# YOUR TASKS
- 1) In the thread on founders staying after an acquisition, list the three things that the reply says the answer varies with.
- 2) According to the reply in the thread on founders staying after an acquisition, what does the acquirer likely want in a technology acquisition?
- 3) Resume the thread on founders staying after an acquisition from the point where it stops.

Ask HN: How long do founders need to stay at companies after acquisition? - Allen102

This is really a two pronged question.<p>1) How long are people typically required to stay at a company that has acquired them?<p>and<p>2) How long do people usually end up staying?
======
byoung2
I suppose this varies, depending on the companies involved, the size of the
acquisition, and the reasons for doing the deal. If it is a talent
acquisition, I would imagine the goal would be for you to stick around as long
as possible (say, years?). If it is a technology acquisition, they likely only
want your tech, code, or patents, and wouldn't mind if you just stuck around
for the transition (say, months?).

# ENTRIES SHOWN

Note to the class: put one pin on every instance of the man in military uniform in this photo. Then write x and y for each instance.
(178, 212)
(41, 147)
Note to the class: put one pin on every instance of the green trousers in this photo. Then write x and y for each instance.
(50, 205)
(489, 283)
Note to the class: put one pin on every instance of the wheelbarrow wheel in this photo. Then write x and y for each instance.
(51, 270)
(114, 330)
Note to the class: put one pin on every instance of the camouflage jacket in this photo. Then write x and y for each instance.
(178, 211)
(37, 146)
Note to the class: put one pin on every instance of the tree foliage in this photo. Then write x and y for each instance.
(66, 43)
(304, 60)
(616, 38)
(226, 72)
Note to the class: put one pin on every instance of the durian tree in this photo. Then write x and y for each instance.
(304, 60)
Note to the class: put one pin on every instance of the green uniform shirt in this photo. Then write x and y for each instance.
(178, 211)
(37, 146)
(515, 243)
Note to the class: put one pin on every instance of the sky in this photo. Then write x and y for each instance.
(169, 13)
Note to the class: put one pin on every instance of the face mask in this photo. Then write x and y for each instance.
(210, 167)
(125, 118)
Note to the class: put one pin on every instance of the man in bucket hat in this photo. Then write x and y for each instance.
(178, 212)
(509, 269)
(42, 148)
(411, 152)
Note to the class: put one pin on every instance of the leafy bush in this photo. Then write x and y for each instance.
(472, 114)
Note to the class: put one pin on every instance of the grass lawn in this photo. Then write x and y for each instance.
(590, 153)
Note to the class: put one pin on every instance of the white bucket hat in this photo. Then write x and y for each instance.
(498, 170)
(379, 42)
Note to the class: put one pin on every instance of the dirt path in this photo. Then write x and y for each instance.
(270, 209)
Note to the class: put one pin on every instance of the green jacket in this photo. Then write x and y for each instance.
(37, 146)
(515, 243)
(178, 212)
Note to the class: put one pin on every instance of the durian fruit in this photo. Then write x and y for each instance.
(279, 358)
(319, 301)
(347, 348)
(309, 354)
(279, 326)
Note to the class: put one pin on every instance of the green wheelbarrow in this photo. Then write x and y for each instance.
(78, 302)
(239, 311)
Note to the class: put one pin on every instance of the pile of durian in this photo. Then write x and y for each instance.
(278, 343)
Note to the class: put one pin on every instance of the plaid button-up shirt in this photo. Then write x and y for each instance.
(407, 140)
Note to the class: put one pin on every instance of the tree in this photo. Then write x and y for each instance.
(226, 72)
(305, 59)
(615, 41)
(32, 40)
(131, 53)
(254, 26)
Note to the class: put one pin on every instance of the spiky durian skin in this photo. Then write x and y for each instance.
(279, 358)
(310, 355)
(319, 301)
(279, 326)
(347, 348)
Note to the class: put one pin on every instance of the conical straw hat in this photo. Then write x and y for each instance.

# RESPONSES BY TASK
- 1)
- The companies involved
- The size of the acquisition
- The reasons for doing the deal

- 2) Only your tech, code, or patents.

- 3)
When I worked at Internet Brands (née carsdirect.com), we would see maybe 20
acquisitions per year. These would be income-generating websites acquired for
an average of $1 million each. Generally, IB only wanted the site, the
community, and the impressions. They would usually keep the founder, a lead
dev, and a webmaster from the original company around for 6 months to a year
while the site was transferred in-house. We would rewrite the code in PHP
whenever possible, move the site onto our standard LAMP stack, hosted on our
servers, and migrate any blog to WordPress, static sites to MovableType, and
forums to vBulletin. Then the founder would stay on as the public face of the
site with up to a 3 year earnout based on maintaining similar or increasing
levels of traffic and revenue. After that, they usually disappear as soon as
the last earnout check clears.